START Excerpt to read

It is known that taken separately, the words Viet and Nam could designate either our people or our country. The ethnic group Viet, resulting from the merger of the clans Lac Viet and Au Viet, had created in the first millennium B.C. the first Vietnamese State. Thus, nguoi Viet means the Vietnamese people; and dat Viet the Vietnamese land, Viet Nam. Nguoi Nam means the men of the South, the Vietnamese; nuoc Nam, the country of the South, Vietnam. By contrast, all that is north is Chinese.
The words Viet and Nam put together officially designate our country starting from 1804. However, how long ago does the name Vietnam date before that legal appellation was adopted? This problem has greatly interested both historians and non-historians. Among the latter is Giac Hai, biologist. Recently I had a talk with him in my library.
HUU NGOC – A certain epistemological trend has sought to draw natural sciences and human sciences closer together. How does it come about that you have wandered into the domain of history?
GIAC HAI – It was the result of pure chance. In the course of my biological research in Vietnam, I studied the water buffalo in 1974. When did this beast first appear in our rice fields? Was it descended from tamed local wild buffaloes or had it been introduced from abroad? Why does it not figure on bronze drums, artifacts of our original culture? To find answers to these and other questions I had to delve into a mass of old historical documents.
H.N – And you stumbled upon the word Vietnam?
G.H– Yes, but there were other things. As a parapsychologist I studied the works of Nguyen Binh Khiem, the 16th-century Vietnamese Nostradamus. In both his prose and poetry I found the word Vietnam, which proves that it was anterior to 1804. This aroused my curiosity.

END Excerpt to read
START Record excerpts

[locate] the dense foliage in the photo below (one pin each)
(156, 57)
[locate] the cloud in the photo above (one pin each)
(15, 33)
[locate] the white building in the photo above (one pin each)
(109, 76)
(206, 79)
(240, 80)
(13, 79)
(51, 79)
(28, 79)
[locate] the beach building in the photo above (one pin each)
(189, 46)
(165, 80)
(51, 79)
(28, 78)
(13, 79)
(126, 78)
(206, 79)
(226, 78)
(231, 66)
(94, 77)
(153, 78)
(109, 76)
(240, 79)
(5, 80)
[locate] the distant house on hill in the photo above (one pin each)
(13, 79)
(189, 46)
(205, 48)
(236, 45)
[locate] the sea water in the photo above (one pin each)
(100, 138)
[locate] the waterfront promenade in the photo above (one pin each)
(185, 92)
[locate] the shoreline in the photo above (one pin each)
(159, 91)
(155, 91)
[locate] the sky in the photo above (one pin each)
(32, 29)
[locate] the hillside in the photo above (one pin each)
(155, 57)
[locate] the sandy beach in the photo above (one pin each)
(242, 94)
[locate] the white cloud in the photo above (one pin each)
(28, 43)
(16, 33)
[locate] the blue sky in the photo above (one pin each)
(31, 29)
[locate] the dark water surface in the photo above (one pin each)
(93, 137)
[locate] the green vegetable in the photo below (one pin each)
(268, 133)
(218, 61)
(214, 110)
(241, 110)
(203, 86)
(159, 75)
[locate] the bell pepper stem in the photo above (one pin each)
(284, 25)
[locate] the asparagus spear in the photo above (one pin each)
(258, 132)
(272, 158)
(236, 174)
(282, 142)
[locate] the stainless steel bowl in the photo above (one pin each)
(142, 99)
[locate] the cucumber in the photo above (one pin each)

END Record excerpts

◆ Set of tasks:
[A] In the passage on the name Vietnam, from what year have the words Viet and Nam, put together, officially designated the country?
[B] For each statement, say whether it agrees with the passage on the name Vietnam, and quote the words that decide it.
(i) The ethnic group Viet came from the merger of the Lac Viet and Au Viet clans.
(ii) Giac Hai is a historian.
(iii) The water buffalo figures on bronze drums.
[C] Carry on the passage on the name Vietnam from its last line.

◆ Task responses:
[A] 1804

[B]
(i) Yes: "The ethnic group Viet, resulting from the merger of the clans Lac Viet and Au Viet"
(ii) No: "Among the latter is Giac Hai, biologist."
(iii) No: "Why does it not figure on bronze drums, artifacts of our original culture?"

[C]
H.N- So, playing the cultural detective, you followed up the scent? What came out of it? I heard about the existence of a book called Vietnam The Chi (Historical Annals of Vietnam) written by Ho Ton Thoc in the 14th century.
G.H – Yes, unfortunately there remains of this work only a foreword, published in a historical work of the 19th century. The word Vietnam can also be found in a 15th-century geographical book and a few pre-1804 works, including those by Nguyen Binh Khiem.
H.N- But given the present state of textual criticism in our country one cannot guarantee the authenticity of such evidence?
G.H- You are right. Only inscriptions on stone stelae are irrefutable proofs. Some dating back to the 16th century have been discovered.
H.N- You yourself were involved in the discovery of a stele on the border with China?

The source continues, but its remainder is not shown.